Objective: Rewrite all of the data below, substituting "mark" for each occurrence of "tag" and keeping everything else the same.

Data supplied:
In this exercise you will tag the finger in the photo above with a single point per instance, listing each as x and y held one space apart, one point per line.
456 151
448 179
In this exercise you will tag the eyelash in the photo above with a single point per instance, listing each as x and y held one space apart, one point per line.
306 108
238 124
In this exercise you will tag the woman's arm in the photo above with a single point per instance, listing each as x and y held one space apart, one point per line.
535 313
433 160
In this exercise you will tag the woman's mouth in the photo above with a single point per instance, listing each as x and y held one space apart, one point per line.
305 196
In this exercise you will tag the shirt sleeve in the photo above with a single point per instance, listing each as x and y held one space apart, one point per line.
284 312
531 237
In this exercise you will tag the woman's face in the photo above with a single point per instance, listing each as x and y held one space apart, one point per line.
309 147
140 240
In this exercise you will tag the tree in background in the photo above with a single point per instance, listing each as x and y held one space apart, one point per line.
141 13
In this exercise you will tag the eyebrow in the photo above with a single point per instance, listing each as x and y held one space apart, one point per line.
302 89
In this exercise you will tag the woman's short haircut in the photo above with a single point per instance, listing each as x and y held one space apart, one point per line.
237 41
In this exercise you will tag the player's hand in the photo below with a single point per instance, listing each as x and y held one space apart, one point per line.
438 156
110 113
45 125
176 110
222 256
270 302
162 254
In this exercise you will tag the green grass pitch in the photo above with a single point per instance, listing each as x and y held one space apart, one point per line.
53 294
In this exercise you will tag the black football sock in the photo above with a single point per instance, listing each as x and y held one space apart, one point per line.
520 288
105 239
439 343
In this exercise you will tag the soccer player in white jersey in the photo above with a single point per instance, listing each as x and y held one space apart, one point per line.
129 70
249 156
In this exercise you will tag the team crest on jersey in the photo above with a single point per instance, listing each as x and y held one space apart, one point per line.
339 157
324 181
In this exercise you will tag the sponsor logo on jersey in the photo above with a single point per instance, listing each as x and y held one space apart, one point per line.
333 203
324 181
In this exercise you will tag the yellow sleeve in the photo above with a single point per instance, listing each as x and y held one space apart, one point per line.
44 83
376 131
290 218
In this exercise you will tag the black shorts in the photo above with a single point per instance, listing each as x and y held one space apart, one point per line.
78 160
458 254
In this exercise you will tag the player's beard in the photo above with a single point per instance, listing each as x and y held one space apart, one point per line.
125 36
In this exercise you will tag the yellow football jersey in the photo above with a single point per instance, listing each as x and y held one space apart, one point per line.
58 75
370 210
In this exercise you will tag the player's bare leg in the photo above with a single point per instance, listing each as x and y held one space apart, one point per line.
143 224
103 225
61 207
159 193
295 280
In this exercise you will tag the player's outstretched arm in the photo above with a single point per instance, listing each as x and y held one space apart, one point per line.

Answer to the exercise:
In this exercise you will mark the finger in the photo above with a single point per instance, listing each as x and y held one space apart, one point per line.
456 151
448 179
In this exercise you will mark the eyelash in the photo above with a single point per instance, listing each as x and y held one space apart, one point per line.
306 108
238 124
In this exercise you will mark the woman's arm in the photo above with a single point per instance, listing each as x and y held one space apart, one point per line.
535 313
433 160
In this exercise you will mark the woman's mouth in the photo above with a single point per instance, listing each as x and y held one space apart, one point per line.
305 196
In this exercise you will mark the shirt sleeve in the photo above with a single point per instance, listing each as x and y held one space apart, one point per line.
284 312
531 237
In this exercise you will mark the woman's face in the photo above with a single point per instance, listing each as x and y held one space apart, one point per line.
309 147
140 240
In this exercise you will mark the tree in background in the photo above with a single point per instance, listing each as x and y held one space apart, one point per line.
141 13
In this exercise you will mark the eyebrow in the photo above with a single point per instance, listing each as x and y held one space apart, one point per line.
302 89
In this exercise you will mark the woman's short haircut in the photo above with a single point per instance, listing each as x and y held one space apart, one point per line.
237 41
In this exercise you will mark the player's hand in the photo below with a single point per instance, listing each as x and y held one space apart, one point per line.
438 156
110 113
45 125
176 110
222 256
270 302
162 254
In this exercise you will mark the green grass pitch in the photo above with a single point per instance, listing each as x and y held one space apart, one point per line.
53 294
In this exercise you will mark the black football sock in the photo above with a single point per instance, listing each as x and y held one space apart, one point per line.
520 288
105 239
439 343
In this exercise you will mark the soccer player in white jersey in the photo above with a single point per instance, listing each as x and y held one space apart, one point per line.
129 70
249 156
In this exercise you will mark the team crest on jersey in the photo above with a single point per instance, listing each as x and y held one space apart, one point per line.
339 157
324 181
In this exercise you will mark the sponsor logo on jersey in the photo above with a single point per instance, listing each as x and y held one space apart, one point per line.
333 203
324 181
In this exercise you will mark the yellow sleeve in the photo above with a single point per instance, listing each as x and y held one space apart, one point per line.
44 83
376 131
290 218
In this exercise you will mark the black shorts in the photo above with a single point per instance, listing each as x and y held one space apart, one point per line.
78 160
458 254
In this exercise you will mark the player's beard in the photo above with a single point per instance, listing each as x and y held one space apart, one point per line.
125 36
In this exercise you will mark the yellow football jersey in the photo above with a single point per instance, listing each as x and y held one space apart, one point per line.
58 75
370 210
In this exercise you will mark the player's bare leg in the photo above with a single point per instance, listing each as x and y held one space apart, one point per line.
143 224
103 225
61 207
159 193
295 280
In this exercise you will mark the player's outstretched arm in the photo above with a single point per instance, listing each as x and y held one space apart, one point per line.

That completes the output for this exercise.